▸ TEXTE CITÉ:

****

© Yasuhiro
Sekiguchi
|
Cette contribution discute les relations entre
argumentation et démonstration dans une perspective
culturelle. Certains chercheurs ont récemment
suggéré que l'apprentissage de la
démonstration ou de la preuve devrait prendre place
dans le contexte d'une activité d'argumentation, en
d'autres termes dans le contexte de l'échange de
conjectures, d'explications, de justifications et de
réfutations entre les élèves. Je
discute ici cette idée dans une perspective
culturelle, prenant pour cas la culture japonaise, et je
montre qu'une prise en considération précise
de la culture dans la société et dans la
classe, est nécessaire pour implanter l'apprentissage
de la démonstration dans des activités
d'argumentation.
Dans ce but j'utilise le concept de
communication comme un cadre général. Parce
que je considère que (1) les aspects culturels sont
bien représentés dans le style de
communication, (2) l'argumentation est un type verbal de
communication, et (3) la démonstration est une
composante importante de la communication dans la
communauté mathématique.
Dans ce qui suit, je décris d'abord les
styles de communication dans la culture japonaise, les
comparant avec ceux de la culture occidentale. Ensuite, je
considère l'argumentation et la démonstration
dans les écoles japonaises, me concentrant sur la
façon dont elles sont liées aux styles de
communication généraux dans la culture
japonaise.
Communication et argumentation
dans la culture japonaise
Barnlund (1975) a mis en évidence que la culture
japonaise traditionnelle ne place pas toujours au plus au
niveau de valeur la communication verbale dans les
activités de communication. Le but de la
communication publique est la création d'une harmonie
("wa") parmi les participants. La divergence d'opinion est
conçue comme une menace pour cette harmonie. Aussi,
les personnes ont-elles une tendance à éviter
l'expression d'un désaccord en public. L'harmonie est
souvent symbolisée par une uniformité et une
homogénéité de l'apparence, du
comportement, de l'expression, etc., au sein de la
communauté. La communauté insiste sur les
obligations sociales ("gimu", "giri", "tatemae") en son
sein. La coopération plus que la compétition
est hautement valorisée. Ainsi, une personne qui
manque d'attention aux obligations communautaires en subit
parfois des conséquences dans un registre de
caractère plutôt émotionnel -- par
exemple, accusation, mise à l'écart, ou
expulsion -- que rationnel. Il est bien connu que même
dans les conférences universitaires, les japonais
entrent rarement ouvertement dans des débats
contradictoires ; exprimer une opposition de façon
directe est considéré comme une impolitesse :
l'opposition est habituellement exprimée
indirectement ou euphémiquement. Ce style japonais de
communication pourrait être appelé le
"modèle collectif" (Moeran 1984).
Bien sûr, les individus de sont pas
toujours d'accord entre eux, quelle que soit la culture. Ils
doivent avoir la possibilité d'exprimer et de
négocier leurs opinions personnelles. Le
"modèle collectif" (NdT: "group model"

****

▸ DONNÉES FOURNIES:

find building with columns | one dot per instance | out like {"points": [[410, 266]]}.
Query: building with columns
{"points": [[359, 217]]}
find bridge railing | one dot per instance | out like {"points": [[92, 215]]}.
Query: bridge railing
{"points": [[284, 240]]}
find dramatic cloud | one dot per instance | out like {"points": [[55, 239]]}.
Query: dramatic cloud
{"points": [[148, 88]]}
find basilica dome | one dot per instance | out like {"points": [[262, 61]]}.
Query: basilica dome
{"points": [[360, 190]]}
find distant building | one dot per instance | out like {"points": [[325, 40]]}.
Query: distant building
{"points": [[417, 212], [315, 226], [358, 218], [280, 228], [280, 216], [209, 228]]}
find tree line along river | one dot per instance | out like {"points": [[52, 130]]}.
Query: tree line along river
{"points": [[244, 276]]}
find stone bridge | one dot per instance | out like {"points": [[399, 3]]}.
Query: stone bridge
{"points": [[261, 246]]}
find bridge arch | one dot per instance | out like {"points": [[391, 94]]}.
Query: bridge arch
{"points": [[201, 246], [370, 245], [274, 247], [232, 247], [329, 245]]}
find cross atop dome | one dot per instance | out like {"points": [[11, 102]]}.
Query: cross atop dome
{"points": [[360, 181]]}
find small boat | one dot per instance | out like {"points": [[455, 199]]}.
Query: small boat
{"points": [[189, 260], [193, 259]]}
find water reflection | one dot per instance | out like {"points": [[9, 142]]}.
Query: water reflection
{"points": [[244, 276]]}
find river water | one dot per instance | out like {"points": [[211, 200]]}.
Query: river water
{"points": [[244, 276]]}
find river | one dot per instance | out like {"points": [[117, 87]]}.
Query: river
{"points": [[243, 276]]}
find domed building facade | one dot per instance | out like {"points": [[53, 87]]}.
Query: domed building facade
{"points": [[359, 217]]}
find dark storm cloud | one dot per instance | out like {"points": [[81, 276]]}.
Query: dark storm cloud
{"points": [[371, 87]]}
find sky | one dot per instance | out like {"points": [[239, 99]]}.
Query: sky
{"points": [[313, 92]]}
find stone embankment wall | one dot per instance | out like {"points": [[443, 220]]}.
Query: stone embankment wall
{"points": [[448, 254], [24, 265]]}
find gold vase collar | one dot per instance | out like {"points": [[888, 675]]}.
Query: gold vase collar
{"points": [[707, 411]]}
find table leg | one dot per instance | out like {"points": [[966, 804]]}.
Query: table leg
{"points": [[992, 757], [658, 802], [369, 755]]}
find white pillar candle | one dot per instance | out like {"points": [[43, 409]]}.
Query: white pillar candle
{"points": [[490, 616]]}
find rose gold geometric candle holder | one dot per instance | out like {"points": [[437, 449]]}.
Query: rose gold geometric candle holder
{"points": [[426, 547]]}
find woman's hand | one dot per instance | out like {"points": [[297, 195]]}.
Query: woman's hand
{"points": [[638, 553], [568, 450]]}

****

▸ LISTE DES TÂCHES:
A - Comment traduire en anglais cette phrase du texte cité : « La coopération plus que la compétition est hautement valorisée. » ?
B - Dans les enregistrements, modifiez la partie qui va de la ligne contenant "find stone embankment" jusqu'à la fin des enregistrements en remplaçant "one dot per instance" par "one point per instance", sans rien changer d'autre, puis redonnez uniquement ces lignes.

▸ CORRIGÉ DES TÂCHES:
A - Cooperation, more than competition, is highly valued.

B -
find stone embankment wall | one point per instance | out like {"points": [[443, 220]]}.
Query: stone embankment wall
{"points": [[448, 254], [24, 265]]}
find gold vase collar | one point per instance | out like {"points": [[888, 675]]}.
Query: gold vase collar
{"points": [[707, 411]]}
find table leg | one point per instance | out like {"points": [[966, 804]]}.
Query: table leg
{"points": [[992, 757], [658, 802], [369, 755]]}
find white pillar candle | one point per instance | out like {"points": [[43, 409]]}.
Query: white pillar candle
{"points": [[490, 616]]}
find rose gold geometric candle holder | one point per instance | out like {"points": [[437, 449]]}.
Query: rose gold geometric candle holder
{"points": [[426, 547]]}
find woman's hand | one point per instance | out like {"points": [[297, 195]]}.
Query: woman's hand
{"points": [[638, 553], [568, 450]]}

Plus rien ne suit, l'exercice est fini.